### SOURCE MATERIAL
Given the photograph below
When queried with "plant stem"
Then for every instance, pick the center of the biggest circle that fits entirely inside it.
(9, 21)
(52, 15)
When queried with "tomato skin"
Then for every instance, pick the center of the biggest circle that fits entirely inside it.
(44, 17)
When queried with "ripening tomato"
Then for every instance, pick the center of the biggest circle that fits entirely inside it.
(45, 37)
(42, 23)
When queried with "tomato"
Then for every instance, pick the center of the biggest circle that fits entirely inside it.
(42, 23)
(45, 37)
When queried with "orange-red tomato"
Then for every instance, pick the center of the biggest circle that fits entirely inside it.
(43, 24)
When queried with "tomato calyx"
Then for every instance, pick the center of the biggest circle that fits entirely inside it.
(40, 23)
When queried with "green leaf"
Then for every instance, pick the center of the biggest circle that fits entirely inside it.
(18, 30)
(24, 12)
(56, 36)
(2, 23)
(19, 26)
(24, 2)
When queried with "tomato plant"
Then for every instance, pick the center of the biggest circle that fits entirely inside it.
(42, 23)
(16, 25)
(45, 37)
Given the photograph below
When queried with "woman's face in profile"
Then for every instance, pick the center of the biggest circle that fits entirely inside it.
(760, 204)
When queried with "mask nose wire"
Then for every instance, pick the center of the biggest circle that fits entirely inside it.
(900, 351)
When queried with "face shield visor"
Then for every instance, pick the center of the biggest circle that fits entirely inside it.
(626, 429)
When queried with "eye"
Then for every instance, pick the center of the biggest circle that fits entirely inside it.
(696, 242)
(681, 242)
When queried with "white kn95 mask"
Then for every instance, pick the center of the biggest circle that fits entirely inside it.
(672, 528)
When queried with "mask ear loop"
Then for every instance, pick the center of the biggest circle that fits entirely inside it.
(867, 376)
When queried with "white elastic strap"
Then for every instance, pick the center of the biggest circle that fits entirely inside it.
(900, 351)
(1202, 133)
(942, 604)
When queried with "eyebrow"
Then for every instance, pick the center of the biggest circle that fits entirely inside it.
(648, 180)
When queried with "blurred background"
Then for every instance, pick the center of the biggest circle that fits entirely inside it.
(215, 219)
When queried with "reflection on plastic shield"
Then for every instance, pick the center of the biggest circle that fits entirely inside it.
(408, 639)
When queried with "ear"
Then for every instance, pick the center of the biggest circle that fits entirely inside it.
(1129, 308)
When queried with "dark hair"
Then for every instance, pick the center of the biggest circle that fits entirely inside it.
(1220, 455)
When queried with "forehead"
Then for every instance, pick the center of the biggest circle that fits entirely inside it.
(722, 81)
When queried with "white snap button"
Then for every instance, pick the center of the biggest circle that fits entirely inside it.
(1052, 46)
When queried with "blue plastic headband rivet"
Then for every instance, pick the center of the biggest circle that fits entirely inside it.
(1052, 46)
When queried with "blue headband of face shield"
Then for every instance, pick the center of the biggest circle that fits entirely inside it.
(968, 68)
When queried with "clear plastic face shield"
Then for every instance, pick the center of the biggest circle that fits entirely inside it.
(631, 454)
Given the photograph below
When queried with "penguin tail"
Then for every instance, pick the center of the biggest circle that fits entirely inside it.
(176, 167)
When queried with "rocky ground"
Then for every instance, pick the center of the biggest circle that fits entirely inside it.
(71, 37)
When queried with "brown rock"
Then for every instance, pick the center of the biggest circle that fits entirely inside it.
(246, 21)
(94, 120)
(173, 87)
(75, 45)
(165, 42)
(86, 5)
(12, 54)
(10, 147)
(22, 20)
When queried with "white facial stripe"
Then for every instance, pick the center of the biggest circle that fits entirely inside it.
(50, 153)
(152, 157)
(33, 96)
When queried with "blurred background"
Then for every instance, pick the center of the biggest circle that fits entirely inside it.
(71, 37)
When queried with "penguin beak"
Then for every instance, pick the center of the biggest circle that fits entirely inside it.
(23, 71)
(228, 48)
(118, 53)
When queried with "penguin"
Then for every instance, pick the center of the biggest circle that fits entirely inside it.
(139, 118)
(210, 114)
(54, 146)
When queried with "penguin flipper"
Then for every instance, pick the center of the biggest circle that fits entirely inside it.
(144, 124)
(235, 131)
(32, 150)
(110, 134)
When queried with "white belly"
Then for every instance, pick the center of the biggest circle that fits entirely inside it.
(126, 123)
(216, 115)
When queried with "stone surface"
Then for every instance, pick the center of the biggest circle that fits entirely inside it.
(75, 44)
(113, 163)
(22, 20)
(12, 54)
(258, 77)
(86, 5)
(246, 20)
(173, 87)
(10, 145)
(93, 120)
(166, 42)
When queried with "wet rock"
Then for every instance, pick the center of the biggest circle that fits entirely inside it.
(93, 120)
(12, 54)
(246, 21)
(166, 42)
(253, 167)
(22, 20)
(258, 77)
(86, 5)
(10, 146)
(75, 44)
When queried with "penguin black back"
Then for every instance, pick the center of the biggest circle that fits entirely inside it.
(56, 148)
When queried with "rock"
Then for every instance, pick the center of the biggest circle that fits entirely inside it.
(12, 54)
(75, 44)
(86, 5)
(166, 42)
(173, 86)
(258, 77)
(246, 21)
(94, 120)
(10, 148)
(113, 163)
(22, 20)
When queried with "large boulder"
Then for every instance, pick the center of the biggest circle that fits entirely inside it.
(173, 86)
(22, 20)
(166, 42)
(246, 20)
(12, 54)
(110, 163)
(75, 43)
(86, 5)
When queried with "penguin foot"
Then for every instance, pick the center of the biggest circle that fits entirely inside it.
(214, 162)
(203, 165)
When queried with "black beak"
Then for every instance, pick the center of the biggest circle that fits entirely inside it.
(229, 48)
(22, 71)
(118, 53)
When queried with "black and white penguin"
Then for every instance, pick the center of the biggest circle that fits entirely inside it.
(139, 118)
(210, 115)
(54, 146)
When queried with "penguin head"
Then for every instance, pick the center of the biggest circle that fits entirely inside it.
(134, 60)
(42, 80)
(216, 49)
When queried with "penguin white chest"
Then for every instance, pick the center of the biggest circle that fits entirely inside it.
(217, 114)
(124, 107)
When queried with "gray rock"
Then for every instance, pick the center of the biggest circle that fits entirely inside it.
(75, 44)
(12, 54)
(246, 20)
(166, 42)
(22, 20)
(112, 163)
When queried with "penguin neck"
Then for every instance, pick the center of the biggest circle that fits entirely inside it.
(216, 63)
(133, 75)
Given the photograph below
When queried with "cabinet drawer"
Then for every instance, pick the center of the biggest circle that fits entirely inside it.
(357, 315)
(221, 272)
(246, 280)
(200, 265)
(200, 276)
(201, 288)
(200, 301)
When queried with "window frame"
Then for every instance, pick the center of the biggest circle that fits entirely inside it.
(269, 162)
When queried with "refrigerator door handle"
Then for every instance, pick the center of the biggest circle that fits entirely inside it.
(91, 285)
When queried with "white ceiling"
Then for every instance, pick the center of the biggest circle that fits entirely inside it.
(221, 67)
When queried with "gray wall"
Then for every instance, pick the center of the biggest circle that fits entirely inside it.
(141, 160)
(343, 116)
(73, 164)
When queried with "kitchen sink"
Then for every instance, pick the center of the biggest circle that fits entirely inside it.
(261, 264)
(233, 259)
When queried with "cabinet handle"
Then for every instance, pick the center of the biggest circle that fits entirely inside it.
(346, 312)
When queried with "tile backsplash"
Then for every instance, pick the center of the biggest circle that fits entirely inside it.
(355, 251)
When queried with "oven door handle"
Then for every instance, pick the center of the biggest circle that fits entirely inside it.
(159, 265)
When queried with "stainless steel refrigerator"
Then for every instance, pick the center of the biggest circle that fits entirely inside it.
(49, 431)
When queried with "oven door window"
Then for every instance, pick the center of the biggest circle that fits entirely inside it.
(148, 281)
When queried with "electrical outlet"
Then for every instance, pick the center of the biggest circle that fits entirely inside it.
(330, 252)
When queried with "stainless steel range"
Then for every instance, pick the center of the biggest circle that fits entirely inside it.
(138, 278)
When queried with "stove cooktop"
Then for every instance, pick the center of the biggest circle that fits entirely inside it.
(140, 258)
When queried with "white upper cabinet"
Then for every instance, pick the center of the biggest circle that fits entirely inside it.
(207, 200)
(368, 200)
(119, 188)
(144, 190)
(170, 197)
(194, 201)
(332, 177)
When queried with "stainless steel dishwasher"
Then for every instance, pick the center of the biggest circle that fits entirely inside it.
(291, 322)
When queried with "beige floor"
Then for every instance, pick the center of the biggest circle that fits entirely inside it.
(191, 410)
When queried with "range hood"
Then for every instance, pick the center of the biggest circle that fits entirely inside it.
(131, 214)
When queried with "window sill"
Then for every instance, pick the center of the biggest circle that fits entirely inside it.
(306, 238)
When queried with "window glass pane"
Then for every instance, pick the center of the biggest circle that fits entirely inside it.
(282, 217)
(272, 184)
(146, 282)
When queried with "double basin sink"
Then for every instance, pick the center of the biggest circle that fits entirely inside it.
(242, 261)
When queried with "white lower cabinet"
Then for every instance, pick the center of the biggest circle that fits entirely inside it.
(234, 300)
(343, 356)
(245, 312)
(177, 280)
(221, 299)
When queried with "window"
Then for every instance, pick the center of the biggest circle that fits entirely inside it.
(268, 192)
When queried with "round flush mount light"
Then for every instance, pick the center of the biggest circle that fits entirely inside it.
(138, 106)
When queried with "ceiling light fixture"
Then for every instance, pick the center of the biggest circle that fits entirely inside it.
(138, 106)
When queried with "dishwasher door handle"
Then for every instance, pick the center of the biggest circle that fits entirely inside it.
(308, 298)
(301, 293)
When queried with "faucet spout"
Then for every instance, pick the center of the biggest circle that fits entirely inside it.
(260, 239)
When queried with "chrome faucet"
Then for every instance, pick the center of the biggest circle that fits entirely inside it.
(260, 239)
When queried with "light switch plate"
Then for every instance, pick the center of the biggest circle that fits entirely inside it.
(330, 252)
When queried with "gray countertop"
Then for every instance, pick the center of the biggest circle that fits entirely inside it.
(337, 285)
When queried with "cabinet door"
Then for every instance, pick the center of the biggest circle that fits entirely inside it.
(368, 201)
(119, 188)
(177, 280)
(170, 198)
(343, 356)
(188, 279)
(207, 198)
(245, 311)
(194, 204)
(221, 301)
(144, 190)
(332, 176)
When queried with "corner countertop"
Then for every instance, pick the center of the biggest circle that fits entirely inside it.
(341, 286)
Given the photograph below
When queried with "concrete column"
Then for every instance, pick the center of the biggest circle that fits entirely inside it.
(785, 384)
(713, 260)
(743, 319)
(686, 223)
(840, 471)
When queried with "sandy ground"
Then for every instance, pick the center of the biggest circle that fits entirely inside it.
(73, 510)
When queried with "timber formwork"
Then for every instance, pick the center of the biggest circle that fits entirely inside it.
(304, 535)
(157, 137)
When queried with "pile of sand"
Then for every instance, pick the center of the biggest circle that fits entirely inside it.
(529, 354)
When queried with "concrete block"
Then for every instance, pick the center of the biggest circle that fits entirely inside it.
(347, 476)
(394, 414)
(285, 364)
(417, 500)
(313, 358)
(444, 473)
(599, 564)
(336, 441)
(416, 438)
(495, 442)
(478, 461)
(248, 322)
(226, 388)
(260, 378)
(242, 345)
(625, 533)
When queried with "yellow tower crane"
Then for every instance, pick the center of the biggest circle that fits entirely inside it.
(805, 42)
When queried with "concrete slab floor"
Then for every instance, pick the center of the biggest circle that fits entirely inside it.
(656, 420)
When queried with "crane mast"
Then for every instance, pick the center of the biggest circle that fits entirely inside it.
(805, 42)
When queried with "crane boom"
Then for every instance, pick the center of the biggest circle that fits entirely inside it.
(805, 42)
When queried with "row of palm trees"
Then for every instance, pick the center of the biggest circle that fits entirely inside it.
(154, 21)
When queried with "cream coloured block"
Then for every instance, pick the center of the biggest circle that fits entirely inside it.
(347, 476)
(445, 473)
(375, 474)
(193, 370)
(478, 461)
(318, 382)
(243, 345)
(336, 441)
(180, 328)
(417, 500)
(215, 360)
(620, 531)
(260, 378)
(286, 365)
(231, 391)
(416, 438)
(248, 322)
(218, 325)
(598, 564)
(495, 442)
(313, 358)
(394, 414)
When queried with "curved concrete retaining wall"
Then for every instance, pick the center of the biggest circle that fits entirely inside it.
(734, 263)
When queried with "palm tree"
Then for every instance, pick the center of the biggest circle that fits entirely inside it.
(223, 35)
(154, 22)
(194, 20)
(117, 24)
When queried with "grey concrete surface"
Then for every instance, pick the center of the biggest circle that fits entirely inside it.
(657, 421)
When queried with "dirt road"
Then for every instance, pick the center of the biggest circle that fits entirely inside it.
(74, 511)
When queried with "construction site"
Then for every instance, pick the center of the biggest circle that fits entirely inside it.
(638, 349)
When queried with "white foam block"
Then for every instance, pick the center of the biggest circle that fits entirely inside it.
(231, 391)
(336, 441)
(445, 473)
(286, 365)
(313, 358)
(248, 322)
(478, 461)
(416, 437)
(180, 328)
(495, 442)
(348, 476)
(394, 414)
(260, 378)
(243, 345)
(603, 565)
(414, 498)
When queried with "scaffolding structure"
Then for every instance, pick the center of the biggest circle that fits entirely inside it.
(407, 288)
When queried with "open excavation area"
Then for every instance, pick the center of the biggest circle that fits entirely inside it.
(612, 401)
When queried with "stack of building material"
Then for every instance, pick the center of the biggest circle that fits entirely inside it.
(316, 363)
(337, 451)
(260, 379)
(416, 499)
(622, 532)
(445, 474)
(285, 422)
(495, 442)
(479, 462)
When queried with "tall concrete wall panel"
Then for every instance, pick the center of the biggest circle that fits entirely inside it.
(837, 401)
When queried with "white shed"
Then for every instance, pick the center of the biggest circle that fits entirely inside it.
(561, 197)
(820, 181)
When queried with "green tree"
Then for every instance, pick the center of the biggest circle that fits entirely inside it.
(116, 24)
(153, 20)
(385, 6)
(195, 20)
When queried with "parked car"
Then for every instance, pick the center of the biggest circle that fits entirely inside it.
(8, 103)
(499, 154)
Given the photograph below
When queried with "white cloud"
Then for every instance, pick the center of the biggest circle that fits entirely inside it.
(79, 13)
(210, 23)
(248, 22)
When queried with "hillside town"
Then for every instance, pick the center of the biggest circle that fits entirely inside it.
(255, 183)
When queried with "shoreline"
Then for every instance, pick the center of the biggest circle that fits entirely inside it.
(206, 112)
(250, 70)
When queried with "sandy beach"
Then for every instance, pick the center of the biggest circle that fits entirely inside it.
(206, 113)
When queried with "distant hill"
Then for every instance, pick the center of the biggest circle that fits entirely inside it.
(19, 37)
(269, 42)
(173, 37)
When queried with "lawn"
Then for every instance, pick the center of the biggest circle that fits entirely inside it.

### TASK PROMPT
Make a list of all lines in the data that contain "surface".

### FINISHED EXERCISE
When queried with "stone surface"
When queried with "grey concrete surface"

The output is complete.